Produce the full set of records below once more, exactly as they stand.
☆ ☆ ☆ ☆ ☆ ☆ ☆
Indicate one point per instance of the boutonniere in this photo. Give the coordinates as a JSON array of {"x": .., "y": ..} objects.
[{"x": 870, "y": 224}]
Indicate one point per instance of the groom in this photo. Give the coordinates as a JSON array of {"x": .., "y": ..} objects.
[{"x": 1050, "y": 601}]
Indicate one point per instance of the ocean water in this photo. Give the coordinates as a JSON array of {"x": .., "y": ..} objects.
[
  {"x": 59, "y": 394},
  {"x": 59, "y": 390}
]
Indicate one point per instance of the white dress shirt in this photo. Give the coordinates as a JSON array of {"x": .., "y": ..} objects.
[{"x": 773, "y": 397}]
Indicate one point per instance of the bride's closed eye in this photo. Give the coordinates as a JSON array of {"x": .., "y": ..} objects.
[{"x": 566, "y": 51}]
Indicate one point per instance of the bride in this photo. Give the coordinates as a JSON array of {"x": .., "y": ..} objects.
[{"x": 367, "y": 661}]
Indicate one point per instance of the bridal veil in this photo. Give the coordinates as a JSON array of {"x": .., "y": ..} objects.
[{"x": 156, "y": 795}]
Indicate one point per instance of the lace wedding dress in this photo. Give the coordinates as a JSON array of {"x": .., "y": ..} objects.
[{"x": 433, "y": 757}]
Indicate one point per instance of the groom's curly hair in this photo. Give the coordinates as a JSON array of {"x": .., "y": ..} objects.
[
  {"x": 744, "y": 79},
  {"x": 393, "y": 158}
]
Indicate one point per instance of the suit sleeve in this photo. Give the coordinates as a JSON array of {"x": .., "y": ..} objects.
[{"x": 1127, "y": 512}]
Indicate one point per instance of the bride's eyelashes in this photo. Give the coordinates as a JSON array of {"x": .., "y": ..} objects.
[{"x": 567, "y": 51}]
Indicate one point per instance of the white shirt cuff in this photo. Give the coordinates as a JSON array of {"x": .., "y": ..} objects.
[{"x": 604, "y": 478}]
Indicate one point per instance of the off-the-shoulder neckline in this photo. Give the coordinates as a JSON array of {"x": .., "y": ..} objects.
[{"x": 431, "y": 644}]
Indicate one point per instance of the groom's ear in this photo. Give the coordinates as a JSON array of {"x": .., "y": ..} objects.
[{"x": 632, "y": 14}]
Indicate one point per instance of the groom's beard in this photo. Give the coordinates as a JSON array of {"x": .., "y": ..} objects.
☆ ☆ ☆ ☆ ☆ ☆ ☆
> TASK ANSWER
Indicate one point per instance of the boutonniere in this photo. Give the coordinates as a JSON array of {"x": .., "y": ..} objects.
[{"x": 870, "y": 224}]
Indicate one point per instance of the groom in this photo. Give the coordinates as a JSON array of {"x": .., "y": ..} objects.
[{"x": 1050, "y": 601}]
Indicate one point per instance of the ocean water in this photo. Give the coordinates as a JSON array of {"x": .., "y": ..} objects.
[
  {"x": 59, "y": 394},
  {"x": 59, "y": 390}
]
Indicate one point per instance of the white dress shirt in this photo. Give the coordinates as a JSON array of {"x": .., "y": ..} objects.
[{"x": 773, "y": 397}]
Indicate one point per instance of the bride's closed eye in this photo. Give the coordinates as a JSON array of {"x": .., "y": ..} objects.
[{"x": 566, "y": 51}]
Indicate one point per instance of the bride in this photo. Give the coordinates as a JSON array of {"x": .., "y": ..} objects.
[{"x": 367, "y": 661}]
Indicate one point per instance of the bridal veil in this photo. Give the coordinates as a JSON array of {"x": .., "y": ..} objects.
[{"x": 156, "y": 795}]
Indicate one point per instance of the lace wedding dress in this photo. Give the coordinates as a JSON array of {"x": .., "y": ..} objects.
[{"x": 433, "y": 757}]
Indicate one point per instance of the groom's curly hair in this photo. Give the coordinates as a JSON array of {"x": .., "y": ..} objects.
[
  {"x": 744, "y": 79},
  {"x": 393, "y": 158}
]
Indicate one point per instance of the suit sleeve in this photo. Give the coordinates as a JSON array of {"x": .., "y": ..} objects.
[{"x": 1127, "y": 512}]
Indicate one point per instance of the bride's eyelashes in this photo. Give the coordinates as a JSON array of {"x": .., "y": ..} objects.
[{"x": 567, "y": 51}]
Indicate one point per instance of the white shirt cuff in this photo. Give the coordinates as a JSON array of {"x": .., "y": ..} objects.
[{"x": 604, "y": 478}]
Indicate one point per instance of the off-the-shoulder neckline in this photo. Give the coordinates as a JSON array of {"x": .., "y": ..} objects.
[{"x": 431, "y": 644}]
Indicate one point per instance of the groom's ear in this photo. Give the coordinates as a JSON array of {"x": .., "y": ..} objects.
[{"x": 632, "y": 14}]
Indicate one point per instance of the groom's beard in this photo. Give the coordinates as a JSON array of {"x": .., "y": ..} objects.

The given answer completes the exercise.